Each line holding the word "grass" must appear in the answer, copied from the entries.
Top of EXERCISE INPUT
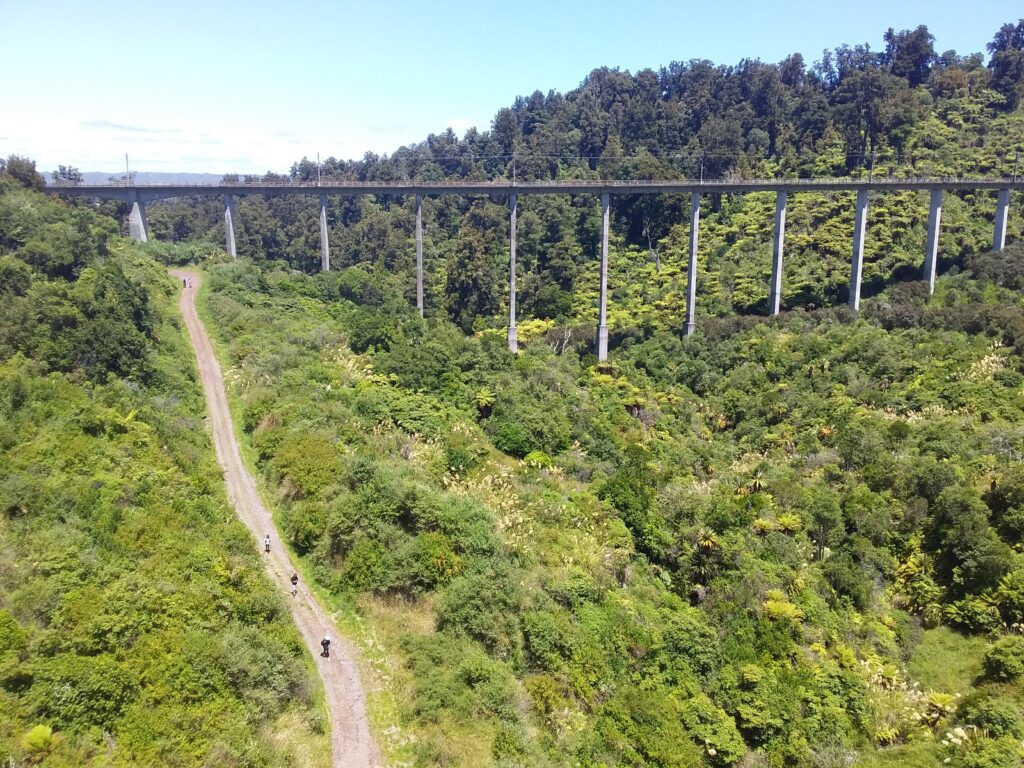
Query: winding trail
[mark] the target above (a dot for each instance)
(351, 742)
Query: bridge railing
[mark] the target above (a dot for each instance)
(581, 183)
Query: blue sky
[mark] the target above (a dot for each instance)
(200, 85)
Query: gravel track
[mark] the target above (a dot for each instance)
(352, 744)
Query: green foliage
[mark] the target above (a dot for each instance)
(1005, 660)
(136, 627)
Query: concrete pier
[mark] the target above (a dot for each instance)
(691, 269)
(229, 219)
(137, 224)
(1001, 209)
(325, 240)
(419, 253)
(932, 240)
(775, 289)
(602, 311)
(857, 264)
(513, 341)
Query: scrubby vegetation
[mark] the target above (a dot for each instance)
(785, 543)
(710, 550)
(136, 626)
(906, 110)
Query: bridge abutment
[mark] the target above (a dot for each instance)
(419, 253)
(775, 290)
(137, 223)
(932, 239)
(229, 219)
(691, 269)
(325, 240)
(1001, 209)
(602, 311)
(857, 263)
(513, 340)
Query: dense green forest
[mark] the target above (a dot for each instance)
(907, 110)
(136, 626)
(786, 543)
(794, 542)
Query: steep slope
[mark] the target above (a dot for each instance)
(748, 547)
(352, 744)
(136, 627)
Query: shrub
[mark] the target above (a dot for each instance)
(1005, 660)
(481, 603)
(996, 716)
(38, 741)
(309, 463)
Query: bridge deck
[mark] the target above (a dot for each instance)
(503, 187)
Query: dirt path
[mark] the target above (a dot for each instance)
(351, 743)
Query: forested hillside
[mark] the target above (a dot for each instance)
(136, 627)
(784, 544)
(906, 110)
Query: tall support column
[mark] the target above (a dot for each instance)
(602, 312)
(691, 269)
(857, 265)
(932, 241)
(1001, 208)
(229, 216)
(137, 224)
(419, 253)
(325, 241)
(513, 342)
(775, 290)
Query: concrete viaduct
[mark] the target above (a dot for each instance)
(138, 195)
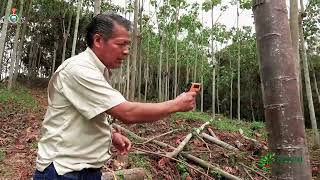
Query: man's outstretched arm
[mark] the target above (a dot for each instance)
(135, 112)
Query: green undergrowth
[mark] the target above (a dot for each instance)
(225, 124)
(18, 99)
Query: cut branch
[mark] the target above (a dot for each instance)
(127, 174)
(185, 141)
(218, 142)
(188, 156)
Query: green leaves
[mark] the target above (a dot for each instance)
(209, 4)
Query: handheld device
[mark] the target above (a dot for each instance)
(193, 87)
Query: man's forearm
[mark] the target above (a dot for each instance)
(134, 112)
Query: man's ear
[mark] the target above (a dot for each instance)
(97, 40)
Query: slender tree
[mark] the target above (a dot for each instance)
(284, 119)
(75, 34)
(15, 47)
(97, 7)
(4, 34)
(308, 84)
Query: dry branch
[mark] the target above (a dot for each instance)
(217, 141)
(127, 174)
(185, 141)
(212, 133)
(156, 137)
(254, 171)
(188, 156)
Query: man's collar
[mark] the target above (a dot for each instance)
(96, 61)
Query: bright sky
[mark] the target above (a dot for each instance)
(228, 18)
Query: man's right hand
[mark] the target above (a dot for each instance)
(185, 101)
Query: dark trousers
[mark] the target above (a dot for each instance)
(50, 173)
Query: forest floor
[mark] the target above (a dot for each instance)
(22, 111)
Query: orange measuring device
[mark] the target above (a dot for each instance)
(193, 87)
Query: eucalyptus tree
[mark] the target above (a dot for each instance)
(134, 50)
(285, 122)
(4, 33)
(22, 39)
(15, 46)
(75, 34)
(97, 7)
(308, 84)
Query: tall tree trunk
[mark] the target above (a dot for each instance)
(75, 34)
(97, 7)
(14, 62)
(308, 84)
(134, 49)
(284, 119)
(140, 51)
(3, 8)
(239, 46)
(54, 56)
(231, 86)
(217, 86)
(294, 30)
(202, 60)
(176, 52)
(4, 33)
(167, 71)
(20, 45)
(315, 81)
(66, 34)
(251, 107)
(147, 69)
(128, 61)
(213, 71)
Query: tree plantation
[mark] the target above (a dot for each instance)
(258, 63)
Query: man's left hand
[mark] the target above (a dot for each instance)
(122, 143)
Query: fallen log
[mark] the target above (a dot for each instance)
(126, 174)
(188, 156)
(213, 134)
(218, 142)
(185, 141)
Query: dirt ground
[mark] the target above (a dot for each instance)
(20, 131)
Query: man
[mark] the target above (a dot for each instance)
(76, 135)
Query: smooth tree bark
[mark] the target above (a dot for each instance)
(140, 50)
(134, 50)
(14, 62)
(231, 86)
(4, 34)
(304, 58)
(176, 53)
(280, 89)
(54, 56)
(97, 7)
(66, 34)
(213, 70)
(75, 34)
(315, 81)
(22, 39)
(239, 46)
(294, 30)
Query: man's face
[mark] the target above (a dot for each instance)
(113, 51)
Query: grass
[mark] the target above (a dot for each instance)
(2, 154)
(141, 161)
(225, 124)
(19, 95)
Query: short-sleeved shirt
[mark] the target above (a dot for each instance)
(76, 133)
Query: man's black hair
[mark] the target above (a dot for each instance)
(103, 24)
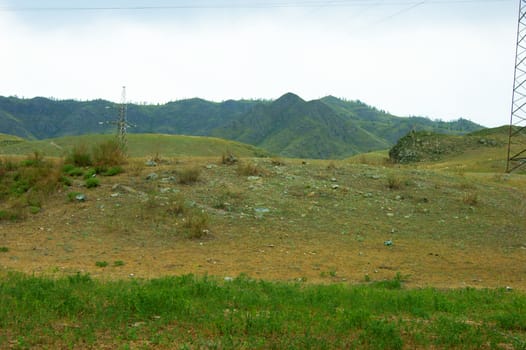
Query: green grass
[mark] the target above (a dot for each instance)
(191, 312)
(139, 145)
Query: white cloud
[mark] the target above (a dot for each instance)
(445, 71)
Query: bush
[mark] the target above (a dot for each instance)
(92, 182)
(470, 198)
(79, 156)
(114, 170)
(101, 263)
(196, 225)
(108, 154)
(188, 176)
(394, 182)
(249, 170)
(228, 158)
(75, 171)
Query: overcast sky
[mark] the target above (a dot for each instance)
(437, 58)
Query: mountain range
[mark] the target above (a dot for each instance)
(289, 126)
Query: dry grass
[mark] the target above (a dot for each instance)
(437, 239)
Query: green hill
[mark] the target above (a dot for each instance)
(289, 126)
(139, 145)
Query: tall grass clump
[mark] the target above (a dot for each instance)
(196, 224)
(249, 169)
(78, 311)
(25, 186)
(188, 176)
(79, 156)
(394, 182)
(107, 154)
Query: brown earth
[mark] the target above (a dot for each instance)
(313, 230)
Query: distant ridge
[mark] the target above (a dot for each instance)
(288, 126)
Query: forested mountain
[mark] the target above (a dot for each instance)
(289, 126)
Bottom of EXERCISE INPUT
*EXERCISE ANSWER:*
Query: grass
Query: green grass
Query: dry grass
Query: tall grass clump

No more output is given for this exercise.